- [WHAT THE EXERCISE ASKS]:
Will you transcribe the entries that follow, exactly and in full?

- [DATASET ENTRIES]:
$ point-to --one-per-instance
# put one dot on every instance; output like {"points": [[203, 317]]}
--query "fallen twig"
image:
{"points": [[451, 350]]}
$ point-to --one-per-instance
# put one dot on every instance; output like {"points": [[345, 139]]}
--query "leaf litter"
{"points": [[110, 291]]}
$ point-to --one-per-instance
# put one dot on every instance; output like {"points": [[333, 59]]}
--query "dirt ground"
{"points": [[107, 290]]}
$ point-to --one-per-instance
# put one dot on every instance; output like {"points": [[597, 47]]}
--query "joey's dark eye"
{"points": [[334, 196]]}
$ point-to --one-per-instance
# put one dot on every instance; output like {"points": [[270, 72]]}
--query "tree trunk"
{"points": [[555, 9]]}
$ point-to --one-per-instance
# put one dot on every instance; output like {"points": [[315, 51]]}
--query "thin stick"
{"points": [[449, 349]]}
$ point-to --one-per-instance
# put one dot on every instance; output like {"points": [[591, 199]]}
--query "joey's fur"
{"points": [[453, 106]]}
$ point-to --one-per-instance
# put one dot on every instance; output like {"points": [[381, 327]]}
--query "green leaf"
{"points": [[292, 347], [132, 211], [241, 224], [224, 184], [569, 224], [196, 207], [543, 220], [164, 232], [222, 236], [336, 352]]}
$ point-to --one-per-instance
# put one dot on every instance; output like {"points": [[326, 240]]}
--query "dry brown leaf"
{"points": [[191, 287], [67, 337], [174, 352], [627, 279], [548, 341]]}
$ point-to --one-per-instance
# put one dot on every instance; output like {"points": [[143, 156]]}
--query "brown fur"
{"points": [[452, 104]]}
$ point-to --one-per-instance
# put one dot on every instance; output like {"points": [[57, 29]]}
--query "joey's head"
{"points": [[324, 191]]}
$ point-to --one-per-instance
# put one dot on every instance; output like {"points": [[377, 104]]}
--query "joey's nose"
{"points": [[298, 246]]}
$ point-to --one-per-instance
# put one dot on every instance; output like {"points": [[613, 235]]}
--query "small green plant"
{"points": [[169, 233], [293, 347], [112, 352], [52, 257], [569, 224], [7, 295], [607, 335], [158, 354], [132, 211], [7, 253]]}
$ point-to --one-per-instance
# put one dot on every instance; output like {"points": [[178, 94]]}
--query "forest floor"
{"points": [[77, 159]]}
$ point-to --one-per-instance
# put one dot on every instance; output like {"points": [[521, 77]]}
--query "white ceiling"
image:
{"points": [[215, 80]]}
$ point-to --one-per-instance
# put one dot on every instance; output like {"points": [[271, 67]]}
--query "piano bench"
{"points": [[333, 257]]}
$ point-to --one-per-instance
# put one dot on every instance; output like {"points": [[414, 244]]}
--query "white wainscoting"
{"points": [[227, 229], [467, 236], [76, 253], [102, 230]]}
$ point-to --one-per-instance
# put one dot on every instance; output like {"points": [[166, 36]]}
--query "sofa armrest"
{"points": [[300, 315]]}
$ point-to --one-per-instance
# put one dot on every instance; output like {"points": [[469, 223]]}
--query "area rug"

- [EXPECTED ANSWER]:
$ point-to --one-per-instance
# put one dot on every instance; output like {"points": [[203, 317]]}
--query "fallen twig"
image:
{"points": [[451, 350]]}
$ point-to --one-per-instance
# put one dot on every instance; output like {"points": [[345, 139]]}
--query "leaf litter"
{"points": [[110, 291]]}
$ point-to --one-per-instance
# put one dot on every instance; output like {"points": [[333, 59]]}
--query "dirt ground"
{"points": [[107, 290]]}
$ point-to --one-per-instance
# put one dot on every instance; output like {"points": [[597, 47]]}
--query "joey's dark eye"
{"points": [[334, 196]]}
$ point-to --one-per-instance
# put one dot on every instance; output like {"points": [[270, 72]]}
--query "tree trunk"
{"points": [[555, 9]]}
$ point-to --one-per-instance
# put one dot on every instance; output like {"points": [[315, 51]]}
--query "thin stick"
{"points": [[449, 349]]}
$ point-to --one-per-instance
# put one dot on every instance; output like {"points": [[591, 199]]}
--query "joey's fur"
{"points": [[453, 106]]}
$ point-to --one-per-instance
# put one dot on every instance; output like {"points": [[381, 327]]}
--query "green leaf"
{"points": [[292, 347], [132, 211], [241, 224], [224, 184], [569, 224], [196, 207], [543, 220], [164, 232], [222, 236], [336, 352]]}
$ point-to --one-per-instance
# put one dot on every instance; output like {"points": [[326, 240]]}
--query "dry brown leaf"
{"points": [[191, 287], [67, 337], [174, 352], [627, 279], [548, 341]]}
$ point-to --one-per-instance
# put one dot on every instance; output like {"points": [[143, 156]]}
--query "brown fur"
{"points": [[452, 104]]}
$ point-to --one-per-instance
# put one dot on every instance; output like {"points": [[57, 29]]}
--query "joey's head"
{"points": [[324, 191]]}
$ point-to --one-per-instance
# put one dot on every instance; output like {"points": [[377, 104]]}
--query "joey's nose"
{"points": [[298, 246]]}
$ point-to --one-per-instance
# put one dot on every instance; output like {"points": [[613, 235]]}
--query "small green plant"
{"points": [[169, 233], [293, 347], [112, 352], [52, 257], [569, 224], [7, 295], [607, 335], [158, 354], [132, 211], [7, 253]]}
$ point-to --one-per-instance
# put one dot on every instance; output like {"points": [[178, 94]]}
--query "forest floor"
{"points": [[77, 159]]}
$ point-to --one-per-instance
# put one dot on every instance; output like {"points": [[521, 77]]}
--query "white ceiling"
image:
{"points": [[215, 80]]}
$ point-to --one-per-instance
# put one dot on every instance; output like {"points": [[271, 67]]}
--query "piano bench"
{"points": [[333, 257]]}
$ point-to --one-per-instance
# put one dot on every instance; output like {"points": [[414, 244]]}
--query "white wainscoting"
{"points": [[227, 229], [467, 236], [76, 253], [102, 230]]}
$ point-to --one-per-instance
# put one dot on every instance; output like {"points": [[166, 36]]}
--query "sofa armrest"
{"points": [[300, 315]]}
$ point-to --one-per-instance
# put one dot on every instance; output like {"points": [[469, 223]]}
--query "area rug"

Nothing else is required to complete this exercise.